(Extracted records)
· · · · ·
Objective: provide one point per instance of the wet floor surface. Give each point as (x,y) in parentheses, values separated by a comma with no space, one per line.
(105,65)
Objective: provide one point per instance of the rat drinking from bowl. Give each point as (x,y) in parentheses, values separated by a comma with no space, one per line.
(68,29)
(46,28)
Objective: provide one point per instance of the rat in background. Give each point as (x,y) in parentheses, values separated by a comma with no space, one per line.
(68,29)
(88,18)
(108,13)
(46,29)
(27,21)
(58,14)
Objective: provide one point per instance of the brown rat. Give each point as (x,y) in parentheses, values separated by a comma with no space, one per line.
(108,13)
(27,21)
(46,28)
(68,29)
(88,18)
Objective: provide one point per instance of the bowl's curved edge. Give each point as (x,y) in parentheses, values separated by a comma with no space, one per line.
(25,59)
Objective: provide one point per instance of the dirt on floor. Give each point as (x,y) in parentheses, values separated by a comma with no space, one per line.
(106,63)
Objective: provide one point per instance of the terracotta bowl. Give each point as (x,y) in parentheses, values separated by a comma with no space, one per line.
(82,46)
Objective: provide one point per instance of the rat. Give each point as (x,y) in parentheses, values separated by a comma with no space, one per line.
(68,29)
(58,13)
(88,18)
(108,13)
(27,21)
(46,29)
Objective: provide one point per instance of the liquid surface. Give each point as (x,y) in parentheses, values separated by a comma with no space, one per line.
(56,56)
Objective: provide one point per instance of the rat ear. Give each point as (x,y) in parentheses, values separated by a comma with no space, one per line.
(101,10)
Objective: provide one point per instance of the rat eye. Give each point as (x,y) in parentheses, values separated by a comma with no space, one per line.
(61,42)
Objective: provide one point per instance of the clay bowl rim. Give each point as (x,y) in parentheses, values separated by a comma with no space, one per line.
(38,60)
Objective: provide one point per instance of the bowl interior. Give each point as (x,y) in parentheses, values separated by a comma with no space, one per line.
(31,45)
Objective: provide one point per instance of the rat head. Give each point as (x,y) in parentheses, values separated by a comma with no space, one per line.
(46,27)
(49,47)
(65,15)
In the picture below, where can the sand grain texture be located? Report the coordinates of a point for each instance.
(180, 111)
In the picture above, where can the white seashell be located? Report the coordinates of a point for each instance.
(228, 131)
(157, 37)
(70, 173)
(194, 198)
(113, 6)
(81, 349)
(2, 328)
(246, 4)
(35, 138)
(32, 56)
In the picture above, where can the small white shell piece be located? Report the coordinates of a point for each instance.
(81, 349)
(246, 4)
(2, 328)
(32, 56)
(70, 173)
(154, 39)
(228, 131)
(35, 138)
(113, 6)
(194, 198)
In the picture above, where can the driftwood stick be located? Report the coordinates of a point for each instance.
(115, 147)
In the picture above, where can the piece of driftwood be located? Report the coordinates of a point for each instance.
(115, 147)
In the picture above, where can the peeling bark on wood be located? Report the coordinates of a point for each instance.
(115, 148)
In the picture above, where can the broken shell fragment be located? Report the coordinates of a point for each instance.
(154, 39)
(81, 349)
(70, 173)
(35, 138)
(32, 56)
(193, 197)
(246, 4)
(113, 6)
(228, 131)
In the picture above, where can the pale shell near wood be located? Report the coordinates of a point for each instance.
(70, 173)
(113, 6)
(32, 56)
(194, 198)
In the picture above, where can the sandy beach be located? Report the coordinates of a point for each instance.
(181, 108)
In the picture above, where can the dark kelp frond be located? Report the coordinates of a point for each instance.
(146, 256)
· · · · ·
ABOUT THIS TASK → The range runs from the line with "In the picture above, where can the driftwood" to the last line of the entries above, both included. Restate it word for word.

TASK SOLUTION →
In the picture above, where can the driftwood stick be located? Report the coordinates of a point for each instance.
(115, 147)
In the picture above, where can the piece of driftwood be located? Report the coordinates of a point for each instance.
(115, 147)
In the picture above, where can the peeling bark on wood be located? Report the coordinates of a point for each instance.
(115, 148)
In the picture above, where can the broken shell fragment be located? Report the coordinates of a point for each instance.
(154, 39)
(81, 349)
(70, 173)
(35, 138)
(32, 56)
(193, 197)
(246, 4)
(113, 6)
(228, 131)
In the picture above, where can the pale shell near wood be located? Report the coordinates of a point for each instance.
(70, 173)
(113, 6)
(32, 56)
(194, 198)
In the picture above, where can the sandy beach be located? Report the coordinates of a point for each instance.
(181, 108)
In the picture above, where can the dark kelp frond be located? Report the coordinates of a point for each instance.
(146, 256)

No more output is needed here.